Dataset entries:
:::

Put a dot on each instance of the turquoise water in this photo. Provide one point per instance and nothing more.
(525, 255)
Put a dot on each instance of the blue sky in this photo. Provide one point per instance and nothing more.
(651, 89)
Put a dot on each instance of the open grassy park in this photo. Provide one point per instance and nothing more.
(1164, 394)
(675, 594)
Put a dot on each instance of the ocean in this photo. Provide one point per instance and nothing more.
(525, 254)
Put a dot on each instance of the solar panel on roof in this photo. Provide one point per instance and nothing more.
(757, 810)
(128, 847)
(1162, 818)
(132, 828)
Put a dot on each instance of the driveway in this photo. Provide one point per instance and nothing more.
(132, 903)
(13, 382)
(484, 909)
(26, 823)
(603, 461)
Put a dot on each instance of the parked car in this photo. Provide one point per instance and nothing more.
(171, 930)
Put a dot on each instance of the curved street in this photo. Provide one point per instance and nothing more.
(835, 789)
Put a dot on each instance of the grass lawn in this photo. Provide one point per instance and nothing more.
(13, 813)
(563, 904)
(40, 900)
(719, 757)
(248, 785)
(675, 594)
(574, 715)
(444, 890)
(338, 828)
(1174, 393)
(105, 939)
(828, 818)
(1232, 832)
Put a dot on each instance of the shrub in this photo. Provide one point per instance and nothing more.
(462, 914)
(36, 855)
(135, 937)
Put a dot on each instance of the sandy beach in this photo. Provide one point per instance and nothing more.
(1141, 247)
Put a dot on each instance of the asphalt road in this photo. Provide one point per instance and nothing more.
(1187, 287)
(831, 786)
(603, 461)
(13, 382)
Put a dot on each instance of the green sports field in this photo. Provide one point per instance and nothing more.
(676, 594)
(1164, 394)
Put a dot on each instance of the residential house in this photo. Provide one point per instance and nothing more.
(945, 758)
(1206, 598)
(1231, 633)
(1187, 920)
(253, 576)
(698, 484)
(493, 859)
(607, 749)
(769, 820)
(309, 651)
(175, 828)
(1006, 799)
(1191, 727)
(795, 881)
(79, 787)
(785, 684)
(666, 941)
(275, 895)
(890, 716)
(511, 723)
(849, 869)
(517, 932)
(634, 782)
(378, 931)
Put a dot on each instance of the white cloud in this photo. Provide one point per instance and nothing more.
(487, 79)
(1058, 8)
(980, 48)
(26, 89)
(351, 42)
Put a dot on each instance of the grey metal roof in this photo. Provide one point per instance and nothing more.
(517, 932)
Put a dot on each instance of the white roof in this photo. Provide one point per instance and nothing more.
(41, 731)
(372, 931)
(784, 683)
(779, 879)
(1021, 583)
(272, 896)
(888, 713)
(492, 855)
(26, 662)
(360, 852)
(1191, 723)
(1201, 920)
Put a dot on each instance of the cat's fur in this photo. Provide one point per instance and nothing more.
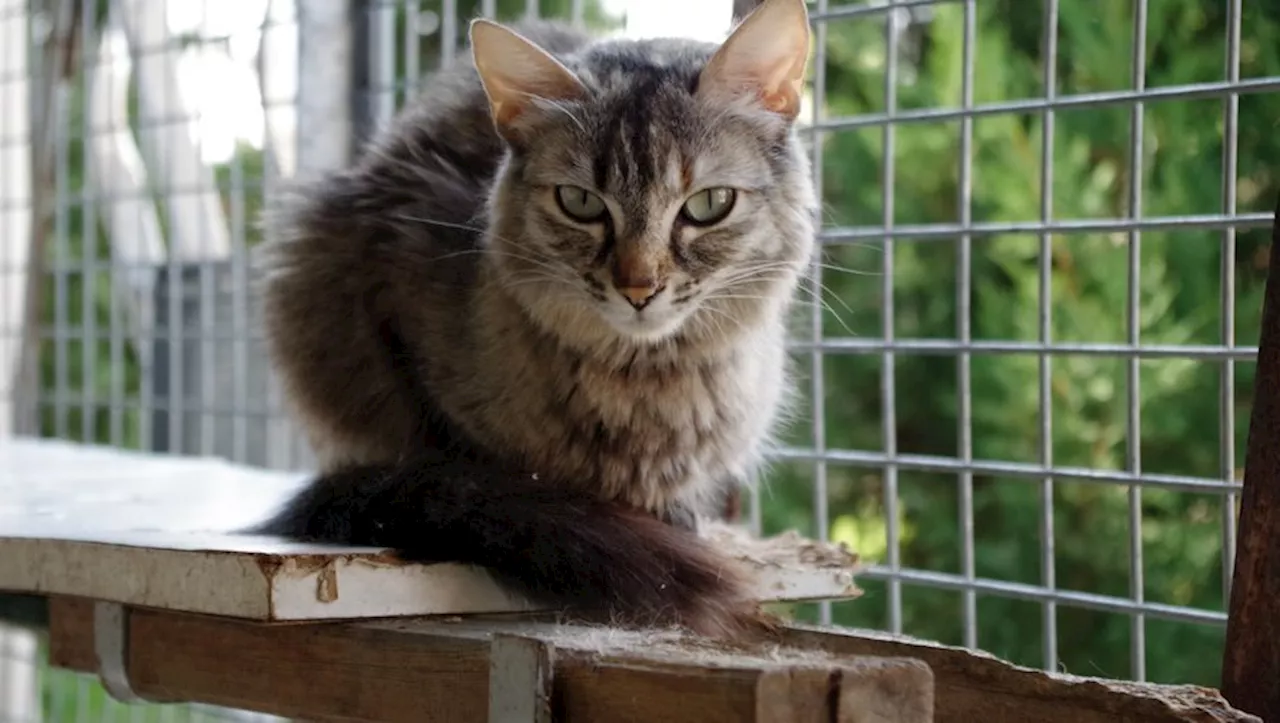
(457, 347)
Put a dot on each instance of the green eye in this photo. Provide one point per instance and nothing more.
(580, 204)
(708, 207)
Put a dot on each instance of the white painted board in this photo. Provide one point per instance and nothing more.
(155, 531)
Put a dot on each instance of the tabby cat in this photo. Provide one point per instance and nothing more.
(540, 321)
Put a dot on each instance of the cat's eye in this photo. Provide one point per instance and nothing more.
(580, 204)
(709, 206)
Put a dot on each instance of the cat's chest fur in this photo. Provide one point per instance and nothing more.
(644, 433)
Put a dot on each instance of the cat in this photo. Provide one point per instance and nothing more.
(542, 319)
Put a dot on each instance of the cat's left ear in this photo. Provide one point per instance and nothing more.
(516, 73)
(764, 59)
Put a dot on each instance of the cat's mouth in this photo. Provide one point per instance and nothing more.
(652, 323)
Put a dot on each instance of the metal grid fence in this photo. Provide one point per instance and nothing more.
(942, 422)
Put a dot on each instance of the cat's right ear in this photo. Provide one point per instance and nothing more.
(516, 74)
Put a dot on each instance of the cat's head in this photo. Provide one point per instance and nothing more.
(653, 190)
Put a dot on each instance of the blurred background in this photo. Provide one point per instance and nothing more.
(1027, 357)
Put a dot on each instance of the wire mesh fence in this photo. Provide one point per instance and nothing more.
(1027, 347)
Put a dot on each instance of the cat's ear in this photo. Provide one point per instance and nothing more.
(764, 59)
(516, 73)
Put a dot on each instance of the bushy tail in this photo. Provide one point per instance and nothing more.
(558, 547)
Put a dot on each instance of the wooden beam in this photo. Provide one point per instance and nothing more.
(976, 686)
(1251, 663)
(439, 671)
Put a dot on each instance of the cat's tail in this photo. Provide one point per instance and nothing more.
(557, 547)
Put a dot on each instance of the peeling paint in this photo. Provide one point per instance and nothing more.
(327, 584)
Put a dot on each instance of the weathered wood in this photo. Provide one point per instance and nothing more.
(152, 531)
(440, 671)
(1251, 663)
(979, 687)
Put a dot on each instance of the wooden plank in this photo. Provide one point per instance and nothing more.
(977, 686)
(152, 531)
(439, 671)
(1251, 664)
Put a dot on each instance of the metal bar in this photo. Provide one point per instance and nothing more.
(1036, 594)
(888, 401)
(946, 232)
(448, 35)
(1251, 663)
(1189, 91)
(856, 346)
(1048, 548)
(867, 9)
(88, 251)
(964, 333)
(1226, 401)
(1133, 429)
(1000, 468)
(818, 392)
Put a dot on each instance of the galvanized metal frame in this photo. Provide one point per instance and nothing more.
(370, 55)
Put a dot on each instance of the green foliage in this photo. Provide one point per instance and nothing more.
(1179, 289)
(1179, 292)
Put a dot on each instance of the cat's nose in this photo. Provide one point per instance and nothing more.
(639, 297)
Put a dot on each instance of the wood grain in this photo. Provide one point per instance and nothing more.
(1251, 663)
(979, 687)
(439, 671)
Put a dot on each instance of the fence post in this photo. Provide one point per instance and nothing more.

:::

• [Aim of the task]
Would you transcribe all of the data exactly, apart from its pictures?

• [Completed task]
Put a dot on each instance of the turquoise water in this photo. Provide one point per instance and nothing more.
(525, 255)
Put a dot on each instance of the blue sky in this photo. Provide one point per instance and nothing more.
(651, 89)
Put a dot on each instance of the open grassy park in this photo. Provide one point per instance and nothing more.
(1164, 394)
(675, 594)
Put a dot on each instance of the ocean in this photo. Provide one point per instance and nothing more.
(525, 254)
Put a dot on each instance of the solar panel on roof in this photo. Provide one point per instance and nothing more.
(757, 810)
(128, 847)
(1162, 818)
(132, 828)
Put a dot on each instance of the driveway in this photo. Provide one point per instance and nothing more.
(132, 903)
(13, 382)
(484, 909)
(26, 823)
(603, 461)
Put a dot on each instance of the parked car in this photo. Provide one point per instance and nothing more.
(171, 930)
Put a dot on each instance of the curved street in this photo. Provide one point per instance and nothing more.
(835, 789)
Put a dot on each instance of the grass lawn in this photo. Provide one point per instance and nothing more.
(13, 813)
(563, 904)
(40, 900)
(719, 757)
(248, 785)
(675, 594)
(574, 715)
(444, 890)
(338, 828)
(1174, 393)
(105, 939)
(828, 818)
(1232, 832)
Put a dot on each instance of the shrub in this photo. Provide one point per instance and nothing more.
(462, 914)
(36, 855)
(135, 937)
Put a dot on each instance of the sandy beach in this photo. Provide one point per instance and nothing more.
(1141, 247)
Put a dot on each instance of the asphalt road in this photo. Provide one point per instance and nothing more.
(1187, 287)
(831, 786)
(603, 461)
(13, 382)
Put a dot on each instance of the green sports field in this photo. Provide one point per instance and nothing more.
(676, 594)
(1164, 394)
Put a dot on each instance of the residential house in this photo. Provide one point per instance and nothing more.
(945, 758)
(1206, 598)
(1231, 633)
(1187, 920)
(253, 576)
(698, 484)
(493, 859)
(607, 749)
(769, 820)
(309, 651)
(175, 828)
(1006, 799)
(1191, 727)
(795, 881)
(79, 787)
(785, 684)
(666, 941)
(275, 895)
(890, 716)
(511, 723)
(849, 869)
(517, 932)
(634, 782)
(378, 931)
Put a dot on each instance of the white cloud in this photo. Provide one point per instance and nothing more.
(487, 79)
(1058, 8)
(980, 48)
(26, 89)
(351, 42)
Put a dot on each instance of the grey metal roof in this photo. Provide one point per instance and nothing more.
(517, 932)
Put a dot on each instance of the white roof in this photo. Provide one point per instance and nothing more.
(41, 731)
(372, 931)
(784, 683)
(779, 879)
(1021, 583)
(272, 896)
(888, 713)
(492, 855)
(26, 662)
(360, 852)
(1191, 723)
(1201, 920)
Put a dot on each instance of the cat's fur in this photo. Provide one point per instance and nothing more.
(457, 347)
Put a dot on each instance of the green eye in this photo. Provide one point per instance and nothing more.
(580, 204)
(708, 207)
Put a dot on each instance of the white painted board in this photo. Provide one point per instance and nothing more.
(155, 531)
Put a dot on each instance of the tabby cat in this photo. Provide one point per instance and nothing more.
(540, 321)
Put a dot on each instance of the cat's eye in this photo. Provide one point per instance and nothing more.
(580, 204)
(709, 206)
Put a dot on each instance of the cat's chest fur in this photo. Provide one point per instance and nothing more.
(644, 433)
Put a dot on each instance of the cat in this photo. Provide one point per instance and nothing more.
(542, 319)
Put a dot on each instance of the cat's left ear in this photo. Provide one point per instance and nothing more.
(516, 73)
(764, 59)
Put a dot on each instance of the cat's mouth in this photo. Provide one point per instance and nothing more.
(652, 323)
Put a dot on each instance of the metal grid fence in this photo. Provide one point per instance and nothing more.
(942, 422)
Put a dot on each instance of the cat's right ear in this photo. Provide one point per instance and nothing more.
(516, 74)
Put a dot on each instance of the cat's head in this photo. Provide one point per instance and nothing more.
(653, 190)
Put a dot on each instance of the blurred background in this photo. Provide one point per instance and nothing more.
(1027, 357)
Put a dot on each instance of the wire mesh fence in this photo. Provide one point per instance and nothing more.
(1027, 347)
Put a dot on each instance of the cat's ear in this photo. Provide one point per instance and nothing more.
(764, 59)
(516, 73)
Put a dot on each instance of the bushy tail in this photo. Provide one point per instance and nothing more.
(558, 547)
Put a dot on each instance of the wooden beam in this photo. Provide one point per instance and nothing more.
(976, 686)
(1251, 663)
(439, 671)
Put a dot on each instance of the cat's tail in this photo. Provide one point per instance and nothing more.
(557, 547)
Put a dot on each instance of the peeling paint in this photo. Provide one point per instance and nothing more.
(327, 584)
Put a dot on each instance of the weathered wood in this photo. Provide one point per instance and nothing more.
(152, 531)
(440, 671)
(1251, 663)
(979, 687)
Put a dot on each instance of the wooden plank in this photo. Provide one point per instance and nothing more.
(977, 686)
(152, 531)
(439, 671)
(1251, 664)
Put a dot on each instance of the metal bar in this photo. Provide one point per instance and nothing more.
(1036, 594)
(888, 401)
(946, 232)
(448, 35)
(1251, 663)
(1189, 91)
(856, 346)
(1048, 548)
(867, 9)
(88, 251)
(964, 333)
(1226, 401)
(1133, 429)
(1000, 468)
(818, 392)
Put a dot on each instance of the galvanized metal frame in this photo. Provide one point per instance and nothing more.
(370, 55)
Put a dot on each instance of the green foliage in this photo. Provide one point per instance and nothing more.
(1179, 289)
(1179, 292)
Put a dot on each instance of the cat's nose in this photo. Provide one point per instance and nothing more.
(639, 297)
Put a dot on each instance of the wood grain in this photo. Provide one point per instance and nothing more.
(1251, 663)
(979, 687)
(439, 671)
Put a dot on each instance of the fence post in this photo. Provide one point per instance and nothing more.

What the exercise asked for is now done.